### What to work on:
Omit the images and return the remaining entries unchanged.

### Entries supplied:
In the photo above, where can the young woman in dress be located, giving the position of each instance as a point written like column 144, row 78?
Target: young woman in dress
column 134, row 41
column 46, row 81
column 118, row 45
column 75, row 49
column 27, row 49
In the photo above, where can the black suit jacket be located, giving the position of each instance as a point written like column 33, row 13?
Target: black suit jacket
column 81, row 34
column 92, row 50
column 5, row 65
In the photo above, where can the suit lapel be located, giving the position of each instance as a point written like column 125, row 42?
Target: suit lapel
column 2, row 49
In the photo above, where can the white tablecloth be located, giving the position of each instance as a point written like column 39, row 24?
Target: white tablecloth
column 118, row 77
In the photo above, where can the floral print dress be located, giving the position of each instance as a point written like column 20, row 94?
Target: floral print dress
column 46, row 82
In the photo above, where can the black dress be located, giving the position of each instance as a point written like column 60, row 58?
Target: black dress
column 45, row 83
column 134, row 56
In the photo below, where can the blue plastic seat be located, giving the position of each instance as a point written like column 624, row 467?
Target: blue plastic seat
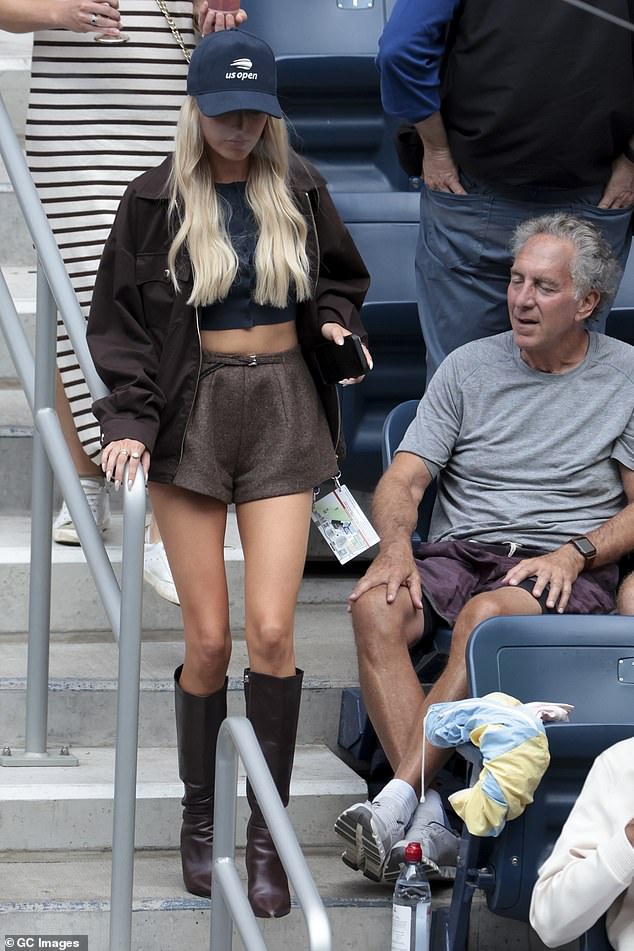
column 584, row 660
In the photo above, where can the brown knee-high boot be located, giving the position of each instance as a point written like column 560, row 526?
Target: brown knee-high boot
column 198, row 720
column 272, row 705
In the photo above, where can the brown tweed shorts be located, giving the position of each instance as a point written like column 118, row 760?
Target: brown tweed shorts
column 257, row 429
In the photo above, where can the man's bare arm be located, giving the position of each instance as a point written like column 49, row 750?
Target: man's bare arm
column 559, row 569
column 439, row 169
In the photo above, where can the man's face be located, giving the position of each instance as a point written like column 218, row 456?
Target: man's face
column 545, row 316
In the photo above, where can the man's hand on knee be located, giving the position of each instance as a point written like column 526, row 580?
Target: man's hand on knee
column 558, row 570
column 393, row 568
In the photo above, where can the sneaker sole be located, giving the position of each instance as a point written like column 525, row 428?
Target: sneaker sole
column 165, row 591
column 349, row 830
column 373, row 850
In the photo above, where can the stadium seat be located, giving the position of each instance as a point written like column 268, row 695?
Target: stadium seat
column 584, row 660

### Answer section:
In the photo above, where can the young woman in dress be located, giving the position of each instance as a point written like column 144, row 78?
Target: young woman in dress
column 134, row 41
column 46, row 81
column 118, row 45
column 75, row 49
column 27, row 49
In the photo above, where can the black suit jacket be located, giving the position of each instance as a point written like column 33, row 13?
Target: black suit jacket
column 81, row 34
column 92, row 50
column 5, row 65
In the photo above, where can the suit lapel be located, giving the position of each instance as a point written like column 125, row 42?
Target: suit lapel
column 2, row 49
In the photo above, where can the white tablecloth be located, giving the position of each instance as a point written like column 39, row 24?
Target: white tablecloth
column 118, row 77
In the photo above, where can the floral print dress be located, giving the position of each instance as a point written like column 20, row 94?
Target: floral print dress
column 46, row 82
In the photo above, where can the black dress be located, giving the position of each instance as a point written like column 60, row 58?
Target: black dress
column 45, row 83
column 134, row 56
In the photo below, where can the blue plastic seat be located, giving the position of each instance as a point written like column 624, row 467?
Target: blue plastic seat
column 584, row 660
In the photo above, where can the brown knee-high boot be located, giving the position of each instance as a point written like column 560, row 526?
Target: brown knee-high boot
column 198, row 720
column 272, row 705
In the photo above, where can the brown tweed shorts be located, giving the position of each instance as a point written like column 118, row 760?
Target: brown tweed shorts
column 257, row 429
In the photo above, where can the man's bare arm be located, giving the position of each instance as a point written like column 49, row 750?
Target: man's bare arm
column 559, row 569
column 439, row 169
In the photo above, where can the man's face be located, giving the position of each instance as a point written like column 218, row 456?
Target: man's face
column 545, row 316
In the photo above, where can the man's hand on knee be located, giving the position of each instance as a point written like column 526, row 580?
Target: man's hand on knee
column 558, row 570
column 393, row 568
In the photo above, where can the sneaker sole be located, giving the position of each instance as a point written like column 525, row 428?
Target: sneaker sole
column 165, row 591
column 349, row 830
column 373, row 850
In the photo above, where can the stadium seat be located, giving the position of each instance as a point written like column 268, row 695?
Target: stadium seat
column 584, row 660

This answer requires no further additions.